> [DOCUMENT PASSAGE]
---

Just Enough Kafka for the Elastic Stack, Part 1

The Elastic Stack and Apache Kafka share a tight-knit relationship in the log/event processing realm. A number of companies use Kafka as a transport layer for storing and processing large volumes of data. In many deployments we've seen in the field, Kafka plays an important role of staging data before making its way into Elasticsearch for fast search and analytical capabilities. Through a series of blog posts, we'd like to shine more light on how to set up and manage Kafka when integrating with the Elastic Stack. Specifically, we'll discuss our experiences operating Kafka and Logstash under high volume.

Note: For the purposes of these posts, we refer to Kafka's 0.8.x version. Some of the functionality has changed in Kafka's latest 0.9.x version, but 0.8.x is still very popular and widely used.

The Basics

Let's get some basic concepts out of the way. From Kafka's documentation:

Apache Kafka is publish-subscribe messaging rethought as a distributed commit log

Kafka was created at LinkedIn to handle large volumes of event data. Like many other message brokers, it deals with publisher-consumer and queue semantics by grouping data into topics. As an application, you write to a topic and consume from a topic. An important distinction, or a shift in design with Kafka is that the complexity moves from producer to consumers, and it heavily uses the file system cache. These design decisions, coupled with it being distributed from scratch, makes it a winner in many high volume streaming use cases.

Logstash integrates natively with Kafka using the Java APIs. It provides both input and output plugins so you can read and write to Kafka from Logstash directly. The configuration to get started is pretty simple:

kafka {
   zk_connect => "hostname:port"
   topic_id => "apache_logs"

Kafka has a dependency on Apache ZooKeeper, so if you are running Kafka, you'll need access to a ZooKeeper cluster. More on that later.

When To Use Kafka With The Elastic Stack?

Scenario 1: Event Spikes

Log data or event based data rarely have a consistent, predictable volume or flow rates. Consider a scenario where you upgraded an application on a Friday night (why you shouldn't upgrade on a Friday is for a different blog :) ). The app you deployed has a bad bug where information is logged excessively, flooding your logging infrastructure. This spike or a burst of data is fairly common in other multi-tenant use cases as well, for example, in the gaming and e-commerce industries. A message broker like Kafka is used in this scenario to protect Logstash and Elasticsearch from this surge.

---

[Records of photo object pointing]
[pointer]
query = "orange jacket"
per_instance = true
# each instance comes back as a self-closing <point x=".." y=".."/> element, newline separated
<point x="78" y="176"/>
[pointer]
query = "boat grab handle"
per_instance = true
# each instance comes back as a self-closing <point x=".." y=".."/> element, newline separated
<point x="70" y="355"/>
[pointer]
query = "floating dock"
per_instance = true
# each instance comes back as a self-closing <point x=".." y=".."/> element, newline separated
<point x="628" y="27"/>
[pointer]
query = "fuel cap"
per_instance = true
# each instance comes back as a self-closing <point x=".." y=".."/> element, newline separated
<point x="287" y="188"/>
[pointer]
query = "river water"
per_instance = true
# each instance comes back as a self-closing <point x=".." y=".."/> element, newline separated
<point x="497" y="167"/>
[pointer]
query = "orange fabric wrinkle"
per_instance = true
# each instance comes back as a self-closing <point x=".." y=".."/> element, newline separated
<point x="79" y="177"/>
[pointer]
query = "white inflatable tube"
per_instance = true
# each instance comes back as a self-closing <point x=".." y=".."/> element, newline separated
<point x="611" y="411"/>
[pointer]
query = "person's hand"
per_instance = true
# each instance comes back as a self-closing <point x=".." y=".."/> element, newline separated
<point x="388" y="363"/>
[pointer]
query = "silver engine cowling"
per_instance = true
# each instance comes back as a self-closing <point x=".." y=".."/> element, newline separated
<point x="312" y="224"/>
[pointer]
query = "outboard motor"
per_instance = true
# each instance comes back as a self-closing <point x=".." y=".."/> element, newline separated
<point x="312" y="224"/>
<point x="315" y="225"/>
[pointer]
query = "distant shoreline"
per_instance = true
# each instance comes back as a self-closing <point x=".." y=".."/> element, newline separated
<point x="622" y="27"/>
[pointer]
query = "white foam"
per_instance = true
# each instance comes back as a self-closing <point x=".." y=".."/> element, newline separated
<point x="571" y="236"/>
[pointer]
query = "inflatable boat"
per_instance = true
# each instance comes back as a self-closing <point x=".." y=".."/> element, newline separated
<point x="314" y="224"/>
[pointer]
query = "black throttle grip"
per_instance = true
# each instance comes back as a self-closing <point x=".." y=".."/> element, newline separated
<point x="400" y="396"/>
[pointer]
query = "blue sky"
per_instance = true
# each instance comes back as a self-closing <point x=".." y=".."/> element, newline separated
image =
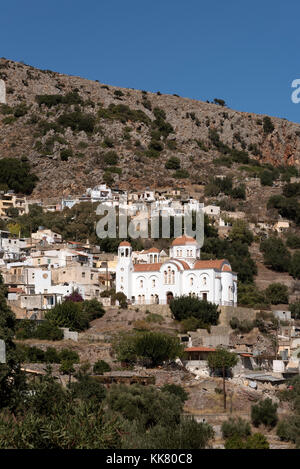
<point x="244" y="52"/>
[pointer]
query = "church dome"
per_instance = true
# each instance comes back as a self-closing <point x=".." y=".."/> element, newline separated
<point x="125" y="243"/>
<point x="184" y="241"/>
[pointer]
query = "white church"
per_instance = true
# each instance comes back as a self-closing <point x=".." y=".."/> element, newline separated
<point x="182" y="274"/>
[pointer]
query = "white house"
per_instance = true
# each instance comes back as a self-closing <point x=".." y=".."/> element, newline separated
<point x="183" y="274"/>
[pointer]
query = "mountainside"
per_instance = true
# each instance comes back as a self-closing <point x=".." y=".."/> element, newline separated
<point x="77" y="133"/>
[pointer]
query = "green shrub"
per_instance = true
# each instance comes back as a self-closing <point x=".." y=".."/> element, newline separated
<point x="66" y="154"/>
<point x="293" y="241"/>
<point x="185" y="307"/>
<point x="177" y="390"/>
<point x="173" y="163"/>
<point x="48" y="331"/>
<point x="68" y="355"/>
<point x="16" y="174"/>
<point x="69" y="314"/>
<point x="275" y="254"/>
<point x="268" y="126"/>
<point x="111" y="158"/>
<point x="101" y="367"/>
<point x="123" y="113"/>
<point x="288" y="429"/>
<point x="77" y="121"/>
<point x="181" y="174"/>
<point x="277" y="293"/>
<point x="294" y="268"/>
<point x="236" y="426"/>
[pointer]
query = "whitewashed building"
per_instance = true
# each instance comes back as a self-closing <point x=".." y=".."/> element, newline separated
<point x="183" y="274"/>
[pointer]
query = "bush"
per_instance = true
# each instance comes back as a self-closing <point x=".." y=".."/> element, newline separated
<point x="176" y="390"/>
<point x="268" y="126"/>
<point x="243" y="326"/>
<point x="77" y="121"/>
<point x="16" y="174"/>
<point x="69" y="314"/>
<point x="67" y="355"/>
<point x="157" y="347"/>
<point x="236" y="427"/>
<point x="249" y="295"/>
<point x="294" y="268"/>
<point x="111" y="158"/>
<point x="88" y="389"/>
<point x="123" y="113"/>
<point x="66" y="154"/>
<point x="101" y="367"/>
<point x="181" y="174"/>
<point x="275" y="254"/>
<point x="265" y="412"/>
<point x="188" y="434"/>
<point x="192" y="324"/>
<point x="151" y="348"/>
<point x="173" y="163"/>
<point x="145" y="404"/>
<point x="293" y="241"/>
<point x="295" y="310"/>
<point x="277" y="293"/>
<point x="255" y="441"/>
<point x="185" y="307"/>
<point x="93" y="308"/>
<point x="266" y="178"/>
<point x="288" y="429"/>
<point x="240" y="232"/>
<point x="48" y="331"/>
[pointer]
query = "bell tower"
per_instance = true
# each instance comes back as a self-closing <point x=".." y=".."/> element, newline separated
<point x="124" y="269"/>
<point x="2" y="92"/>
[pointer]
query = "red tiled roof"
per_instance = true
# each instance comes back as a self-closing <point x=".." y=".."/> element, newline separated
<point x="151" y="250"/>
<point x="212" y="264"/>
<point x="183" y="240"/>
<point x="199" y="349"/>
<point x="183" y="263"/>
<point x="15" y="290"/>
<point x="147" y="267"/>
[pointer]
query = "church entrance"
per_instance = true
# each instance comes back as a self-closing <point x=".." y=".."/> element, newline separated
<point x="169" y="297"/>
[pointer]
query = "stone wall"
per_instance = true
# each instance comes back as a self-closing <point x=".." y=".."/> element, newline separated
<point x="2" y="92"/>
<point x="164" y="310"/>
<point x="70" y="334"/>
<point x="228" y="312"/>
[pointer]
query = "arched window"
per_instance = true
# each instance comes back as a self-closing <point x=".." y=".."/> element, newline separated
<point x="169" y="275"/>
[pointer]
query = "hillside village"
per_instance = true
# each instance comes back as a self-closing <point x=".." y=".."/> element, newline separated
<point x="239" y="291"/>
<point x="42" y="270"/>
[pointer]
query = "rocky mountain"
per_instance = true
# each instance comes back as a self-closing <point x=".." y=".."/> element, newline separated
<point x="77" y="133"/>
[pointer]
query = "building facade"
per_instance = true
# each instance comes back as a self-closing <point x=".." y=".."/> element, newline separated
<point x="182" y="274"/>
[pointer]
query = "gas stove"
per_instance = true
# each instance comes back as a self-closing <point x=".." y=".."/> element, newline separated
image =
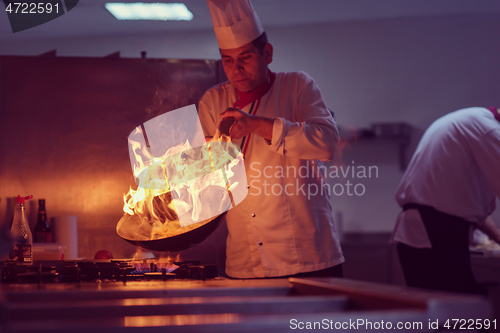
<point x="59" y="271"/>
<point x="137" y="296"/>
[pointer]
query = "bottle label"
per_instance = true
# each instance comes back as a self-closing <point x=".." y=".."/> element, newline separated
<point x="43" y="237"/>
<point x="22" y="253"/>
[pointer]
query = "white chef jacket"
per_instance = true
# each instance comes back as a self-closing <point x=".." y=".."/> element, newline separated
<point x="281" y="228"/>
<point x="455" y="169"/>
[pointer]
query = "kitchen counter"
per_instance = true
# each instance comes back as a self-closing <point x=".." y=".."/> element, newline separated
<point x="224" y="305"/>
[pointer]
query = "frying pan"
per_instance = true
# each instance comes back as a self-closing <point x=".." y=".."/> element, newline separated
<point x="178" y="242"/>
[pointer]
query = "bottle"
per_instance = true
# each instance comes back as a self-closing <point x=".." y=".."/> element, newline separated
<point x="21" y="234"/>
<point x="42" y="231"/>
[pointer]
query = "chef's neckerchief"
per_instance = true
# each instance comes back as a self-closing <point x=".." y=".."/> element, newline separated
<point x="247" y="97"/>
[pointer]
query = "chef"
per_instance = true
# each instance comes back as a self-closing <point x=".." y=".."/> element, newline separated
<point x="285" y="225"/>
<point x="450" y="185"/>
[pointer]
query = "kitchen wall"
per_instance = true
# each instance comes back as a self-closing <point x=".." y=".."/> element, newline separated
<point x="409" y="70"/>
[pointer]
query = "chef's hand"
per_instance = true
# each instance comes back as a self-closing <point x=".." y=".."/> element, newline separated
<point x="246" y="124"/>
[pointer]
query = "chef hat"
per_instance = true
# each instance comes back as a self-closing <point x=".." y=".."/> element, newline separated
<point x="235" y="22"/>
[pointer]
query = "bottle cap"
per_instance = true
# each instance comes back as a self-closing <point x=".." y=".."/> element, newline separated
<point x="21" y="199"/>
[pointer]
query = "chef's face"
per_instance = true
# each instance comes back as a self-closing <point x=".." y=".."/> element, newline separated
<point x="245" y="66"/>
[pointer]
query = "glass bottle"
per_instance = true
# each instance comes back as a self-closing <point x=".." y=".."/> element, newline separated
<point x="42" y="231"/>
<point x="21" y="234"/>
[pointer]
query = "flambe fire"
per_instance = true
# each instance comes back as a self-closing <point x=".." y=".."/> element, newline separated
<point x="179" y="191"/>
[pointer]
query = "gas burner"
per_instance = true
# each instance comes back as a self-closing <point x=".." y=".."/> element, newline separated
<point x="58" y="271"/>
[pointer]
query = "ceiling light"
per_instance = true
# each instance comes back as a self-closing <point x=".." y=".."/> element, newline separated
<point x="150" y="11"/>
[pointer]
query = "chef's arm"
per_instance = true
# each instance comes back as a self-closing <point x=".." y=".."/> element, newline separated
<point x="490" y="228"/>
<point x="246" y="124"/>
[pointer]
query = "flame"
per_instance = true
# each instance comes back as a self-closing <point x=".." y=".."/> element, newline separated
<point x="170" y="188"/>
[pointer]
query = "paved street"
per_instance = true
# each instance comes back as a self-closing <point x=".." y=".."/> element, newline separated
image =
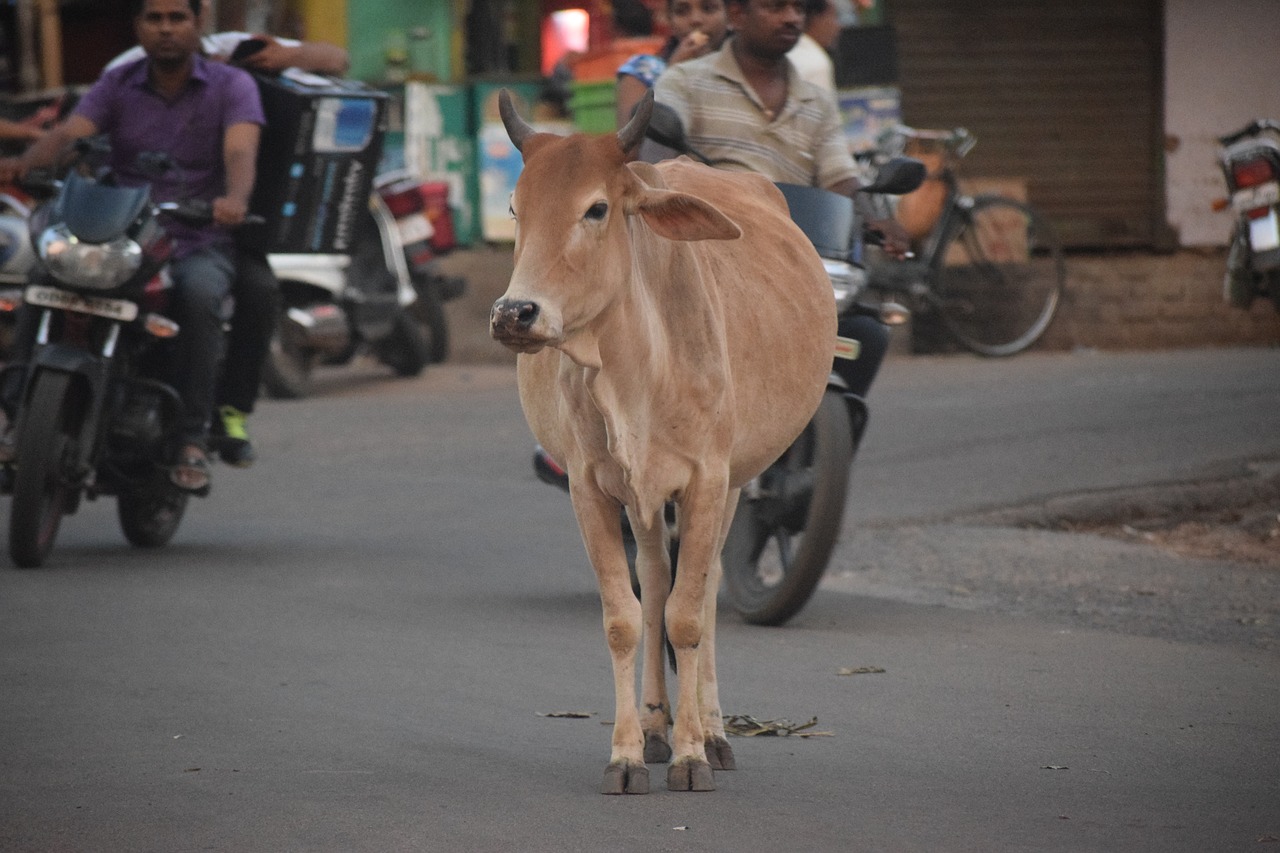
<point x="355" y="644"/>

---

> [WHAT IS NEEDED] Could you repeat the Kafka blog post word for word from "Kafka was created" up to and including "streaming use cases."? These records were taken from a separate source.

> [WRITTEN SOLUTION]
Kafka was created at LinkedIn to handle large volumes of event data. Like many other message brokers, it deals with publisher-consumer and queue semantics by grouping data into topics. As an application, you write to a topic and consume from a topic. An important distinction, or a shift in design with Kafka is that the complexity moves from producer to consumers, and it heavily uses the file system cache. These design decisions, coupled with it being distributed from scratch, makes it a winner in many high volume streaming use cases.